Ultrasound Services at Palomar Health
What is an Ultrasound?
Ultrasound (or "sonography, or sonogram") is a procedure that uses high-frequency sound waves to show structures inside your body.
Common uses of this procedure.
Ultrasound is an excellent tool in several diagnostic situations including the examination of the fetus during pregnancy, distinguishing tumors and/or cysts, evaluating the gallbladder and other internal organs and viewing vessels and/or arteries.
How does it work?
Because the body contains over 90% water, sound waves can be used in some parts of the body just as sonar is used in bodies of water. Each time the sound hits tissue, such as an organ or blood vessel, an echo is sent back. A high-speed computer then uses these echoes to create a picture of your internal organs. The result is a very detailed examination which aids the physician in his or her diagnosis.
What should I expect?

- [INFORMATION GIVEN]
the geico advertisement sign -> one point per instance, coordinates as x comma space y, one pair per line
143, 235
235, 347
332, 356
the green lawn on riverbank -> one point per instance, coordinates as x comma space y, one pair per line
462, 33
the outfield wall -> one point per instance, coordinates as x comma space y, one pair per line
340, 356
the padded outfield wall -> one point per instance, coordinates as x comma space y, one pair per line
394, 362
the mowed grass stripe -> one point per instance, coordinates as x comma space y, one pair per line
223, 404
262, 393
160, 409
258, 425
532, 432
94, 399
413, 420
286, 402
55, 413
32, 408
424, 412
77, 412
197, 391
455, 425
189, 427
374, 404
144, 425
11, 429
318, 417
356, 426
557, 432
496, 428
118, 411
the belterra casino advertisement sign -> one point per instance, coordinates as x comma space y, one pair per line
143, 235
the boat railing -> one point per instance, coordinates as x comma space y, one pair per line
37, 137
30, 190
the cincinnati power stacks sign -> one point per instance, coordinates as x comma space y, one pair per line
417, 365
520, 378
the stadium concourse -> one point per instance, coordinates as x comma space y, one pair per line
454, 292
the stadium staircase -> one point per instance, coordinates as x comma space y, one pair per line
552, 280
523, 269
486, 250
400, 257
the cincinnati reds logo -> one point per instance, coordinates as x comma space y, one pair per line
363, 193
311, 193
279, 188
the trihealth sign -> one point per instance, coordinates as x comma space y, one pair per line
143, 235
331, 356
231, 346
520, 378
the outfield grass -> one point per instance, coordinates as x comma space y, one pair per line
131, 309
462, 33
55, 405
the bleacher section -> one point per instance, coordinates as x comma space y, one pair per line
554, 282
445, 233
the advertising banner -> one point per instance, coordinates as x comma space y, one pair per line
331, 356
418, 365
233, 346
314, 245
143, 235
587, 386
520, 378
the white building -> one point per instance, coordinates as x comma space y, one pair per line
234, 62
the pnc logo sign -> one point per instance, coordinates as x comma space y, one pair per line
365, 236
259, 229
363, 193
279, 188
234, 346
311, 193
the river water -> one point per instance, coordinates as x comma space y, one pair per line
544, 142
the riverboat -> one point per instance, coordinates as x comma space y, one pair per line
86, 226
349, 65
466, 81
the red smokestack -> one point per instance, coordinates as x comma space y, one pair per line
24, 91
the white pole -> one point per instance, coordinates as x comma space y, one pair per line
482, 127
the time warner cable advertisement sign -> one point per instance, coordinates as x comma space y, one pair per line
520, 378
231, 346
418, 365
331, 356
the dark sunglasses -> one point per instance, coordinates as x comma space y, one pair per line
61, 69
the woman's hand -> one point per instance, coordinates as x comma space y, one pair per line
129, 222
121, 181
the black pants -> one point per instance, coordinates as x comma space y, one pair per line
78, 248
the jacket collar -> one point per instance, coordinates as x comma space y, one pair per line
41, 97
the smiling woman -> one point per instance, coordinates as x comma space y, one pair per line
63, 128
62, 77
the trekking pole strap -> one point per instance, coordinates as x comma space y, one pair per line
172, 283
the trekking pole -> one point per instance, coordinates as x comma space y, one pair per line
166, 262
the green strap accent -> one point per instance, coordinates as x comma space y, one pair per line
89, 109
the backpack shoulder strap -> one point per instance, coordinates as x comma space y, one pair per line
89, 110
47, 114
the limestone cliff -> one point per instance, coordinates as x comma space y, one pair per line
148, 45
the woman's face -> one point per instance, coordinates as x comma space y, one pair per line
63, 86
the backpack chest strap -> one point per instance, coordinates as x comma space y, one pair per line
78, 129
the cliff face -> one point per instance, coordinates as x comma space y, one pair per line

- [WHAT NEEDS TO BE DONE] Carry on the ultrasound passage from Palomar Health from its last line. The items play no part in the work here.

- [EXERCISE OUTPUT]
You will be asked to lie down on a padded table and a gel will be applied to your skin above the area under examination. The technologist will move a device called a "transducer" over your skin and an image will appear on a video screen. Pictures of these images will be saved for permanent reference. You may be asked to hold your breath or assume different positions on the table. It is important that you remain as still as possible during your exam.
Depending on the exam your physician has ordered, you may need to fill your bladder with fluid or prepare for your exam hours before the actual test.
Your exam will be read and a report will be phoned, faxed or mailed to your physician promptly. He/she will share the results with you.